● Texto selecionado:

Para ela, que baseia sua prática em pesquisas científicas, a Cannabis segue com o protocolo de última escolha, não devendo ser usado como preventivo. “Há outras formas para prevenção, a Cannabis não é panaceia”. Ela lembra da moda da planta medicinal confrei nos anos 70, que começou a ser consumido de forma desenfreada, o que gerou intoxicações e sequelas drásticas porque pode ser tóxico ao fígado.
Seguindo a literatura científica à risca, Kishi indica a Cannabis medicinal de acordo com a comprovação da eficácia:
- Totalmente comprovados: convulsões intratáveis como as presentes em epilepsia, Síndrome de Lennox-Gastaut e Dravet, espasticidade causada por esclerose, náuseas e vômitos decorrentes de quimioterapia, dor crônica em adultos.
- Comprovação moderada: fibromialgia;
- Poucos estudos clínicos: Parkinson, Síndrome de Tourette, demência, esquizofrenia.
Importância do farmacêutico
Kishi considera o papel do farmacêutico fundamental quando o assunto é Cannabis. Segundo a RDC 327 da Anvisa, a dispensação do medicamento só pode ser feita por profissionais farmacêuticos. Como parte dos Conselhos Federal e Regional (de São Paulo) de Farmácia, Kishi publicou uma resolução para pautar a atuação do farmacêutico: orientar, verificar a interação medicamentosa, possíveis efeitos colaterais. Um exemplo é a Cannabis via inalatória, que pode trazer tontura, sonolência, fadiga, náuseas e até alucinações.

● Descrição da tarefa: No texto sobre Cannabis medicinal, qual condição aparece com comprovação moderada de eficácia?

● Extrato de dados:
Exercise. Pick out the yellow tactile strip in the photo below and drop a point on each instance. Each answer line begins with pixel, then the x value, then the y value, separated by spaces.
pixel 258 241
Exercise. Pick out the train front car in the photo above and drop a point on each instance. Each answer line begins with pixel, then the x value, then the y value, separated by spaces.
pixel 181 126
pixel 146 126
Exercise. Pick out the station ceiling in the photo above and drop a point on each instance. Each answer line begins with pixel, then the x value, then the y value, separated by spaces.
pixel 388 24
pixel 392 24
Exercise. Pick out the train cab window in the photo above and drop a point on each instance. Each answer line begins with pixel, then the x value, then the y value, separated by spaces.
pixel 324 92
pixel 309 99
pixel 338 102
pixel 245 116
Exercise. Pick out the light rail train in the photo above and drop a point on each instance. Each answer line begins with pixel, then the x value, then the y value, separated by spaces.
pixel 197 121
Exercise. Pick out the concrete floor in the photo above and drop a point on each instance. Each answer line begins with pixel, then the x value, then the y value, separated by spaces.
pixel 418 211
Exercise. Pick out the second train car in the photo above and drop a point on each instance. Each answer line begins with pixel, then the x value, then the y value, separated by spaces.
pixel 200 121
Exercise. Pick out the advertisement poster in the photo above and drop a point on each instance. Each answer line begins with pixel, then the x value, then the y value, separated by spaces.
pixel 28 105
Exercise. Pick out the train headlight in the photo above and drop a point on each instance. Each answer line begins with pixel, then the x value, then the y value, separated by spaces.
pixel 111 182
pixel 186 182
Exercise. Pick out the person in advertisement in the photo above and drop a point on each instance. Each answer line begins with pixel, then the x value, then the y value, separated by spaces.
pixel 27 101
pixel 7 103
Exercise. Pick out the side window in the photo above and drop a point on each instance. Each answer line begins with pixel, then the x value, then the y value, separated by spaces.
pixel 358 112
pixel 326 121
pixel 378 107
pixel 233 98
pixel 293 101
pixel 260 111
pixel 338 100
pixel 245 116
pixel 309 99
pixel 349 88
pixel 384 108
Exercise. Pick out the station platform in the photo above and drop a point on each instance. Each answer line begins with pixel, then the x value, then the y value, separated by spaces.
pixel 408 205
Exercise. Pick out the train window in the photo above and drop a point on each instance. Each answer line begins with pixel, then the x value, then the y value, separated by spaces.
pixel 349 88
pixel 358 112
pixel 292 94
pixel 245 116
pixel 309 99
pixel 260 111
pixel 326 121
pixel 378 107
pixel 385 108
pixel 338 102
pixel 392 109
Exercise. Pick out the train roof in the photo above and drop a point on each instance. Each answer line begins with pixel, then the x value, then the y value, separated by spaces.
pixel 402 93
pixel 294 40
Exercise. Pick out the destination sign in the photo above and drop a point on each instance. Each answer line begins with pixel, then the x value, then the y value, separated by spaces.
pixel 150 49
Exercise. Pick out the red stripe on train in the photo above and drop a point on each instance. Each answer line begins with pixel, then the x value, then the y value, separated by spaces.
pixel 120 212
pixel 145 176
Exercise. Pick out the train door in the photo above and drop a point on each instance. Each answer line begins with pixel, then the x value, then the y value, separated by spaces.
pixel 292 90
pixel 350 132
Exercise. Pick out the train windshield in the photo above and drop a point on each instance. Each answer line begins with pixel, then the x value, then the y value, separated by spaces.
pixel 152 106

● Resultado do exercício: Fibromialgia.